[Coordinate annotation records]
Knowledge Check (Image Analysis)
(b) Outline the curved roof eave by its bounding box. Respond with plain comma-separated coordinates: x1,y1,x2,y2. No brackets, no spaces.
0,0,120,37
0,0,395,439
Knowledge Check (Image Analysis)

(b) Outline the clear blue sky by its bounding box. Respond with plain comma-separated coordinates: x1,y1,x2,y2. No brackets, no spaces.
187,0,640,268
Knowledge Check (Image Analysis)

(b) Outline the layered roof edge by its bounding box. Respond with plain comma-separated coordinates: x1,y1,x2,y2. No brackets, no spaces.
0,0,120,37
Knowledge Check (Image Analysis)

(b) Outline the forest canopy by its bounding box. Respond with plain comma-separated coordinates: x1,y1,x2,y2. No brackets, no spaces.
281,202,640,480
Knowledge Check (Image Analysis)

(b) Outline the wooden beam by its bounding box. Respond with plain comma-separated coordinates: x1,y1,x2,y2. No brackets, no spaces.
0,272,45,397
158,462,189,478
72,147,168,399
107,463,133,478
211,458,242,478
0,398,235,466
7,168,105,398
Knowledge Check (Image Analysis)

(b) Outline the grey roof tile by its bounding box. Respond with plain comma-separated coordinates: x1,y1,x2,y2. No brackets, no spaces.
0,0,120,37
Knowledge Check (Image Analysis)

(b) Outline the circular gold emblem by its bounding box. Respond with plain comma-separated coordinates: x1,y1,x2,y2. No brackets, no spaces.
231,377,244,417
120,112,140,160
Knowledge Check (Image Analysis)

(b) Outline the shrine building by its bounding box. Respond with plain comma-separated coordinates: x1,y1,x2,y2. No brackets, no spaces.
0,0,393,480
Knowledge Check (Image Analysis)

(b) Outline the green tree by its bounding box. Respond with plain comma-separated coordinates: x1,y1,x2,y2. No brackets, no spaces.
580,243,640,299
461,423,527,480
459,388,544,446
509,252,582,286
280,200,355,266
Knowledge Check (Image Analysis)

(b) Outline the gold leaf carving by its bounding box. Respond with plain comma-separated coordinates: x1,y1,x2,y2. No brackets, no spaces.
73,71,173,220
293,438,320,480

Objective: Rewrite all the records above as a JSON list of strings, with each line as its own string and blank lines left out.

Exercise result:
[
  "Knowledge Check (Image Analysis)",
  "(b) Outline the curved roof eave by its bounding box. Respond with plain comma-separated coordinates: x1,y1,x2,y2. No brackets, no spaces.",
  "0,0,120,37",
  "0,0,395,439",
  "Knowledge Check (Image Analysis)",
  "(b) Outline the clear blue sky by its bounding box. Respond with plain comma-separated coordinates: x1,y1,x2,y2. No brackets, no spaces.",
  "187,0,640,268",
  "Knowledge Check (Image Analysis)",
  "(b) Outline the layered roof edge by its bounding box. Respond with plain comma-separated coordinates: x1,y1,x2,y2. No brackets, no spaces.",
  "0,0,120,37",
  "Knowledge Check (Image Analysis)",
  "(b) Outline the forest canopy by its bounding box. Respond with plain comma-separated coordinates: x1,y1,x2,y2. No brackets, no spaces.",
  "281,202,640,480",
  "Knowledge Check (Image Analysis)",
  "(b) Outline the wooden beam by its bounding box. Respond with plain comma-separated coordinates: x1,y1,x2,y2. No brackets, no spaces.",
  "0,272,45,397",
  "158,462,189,478",
  "72,147,168,399",
  "107,463,133,478",
  "211,458,242,478",
  "0,398,235,466",
  "7,168,105,398",
  "Knowledge Check (Image Analysis)",
  "(b) Outline the grey roof tile by its bounding box. Respond with plain comma-separated coordinates: x1,y1,x2,y2. No brackets, no spaces.",
  "0,0,120,37",
  "Knowledge Check (Image Analysis)",
  "(b) Outline the circular gold emblem by its bounding box. Respond with plain comma-separated coordinates: x1,y1,x2,y2. No brackets, no spaces.",
  "231,377,244,417",
  "120,112,140,160",
  "Knowledge Check (Image Analysis)",
  "(b) Outline the shrine building by its bounding box. Respond with plain comma-separated coordinates: x1,y1,x2,y2. No brackets, no spaces.",
  "0,0,393,480",
  "Knowledge Check (Image Analysis)",
  "(b) Outline the green tree by its bounding box. Respond with plain comma-separated coordinates: x1,y1,x2,y2. No brackets, no spaces.",
  "580,243,640,299",
  "461,423,527,480",
  "459,388,544,446",
  "509,252,582,286",
  "280,200,355,266",
  "Knowledge Check (Image Analysis)",
  "(b) Outline the gold leaf carving by its bounding box. Respond with plain comma-separated coordinates: x1,y1,x2,y2. No brackets, no spaces.",
  "73,71,173,220",
  "293,438,320,480"
]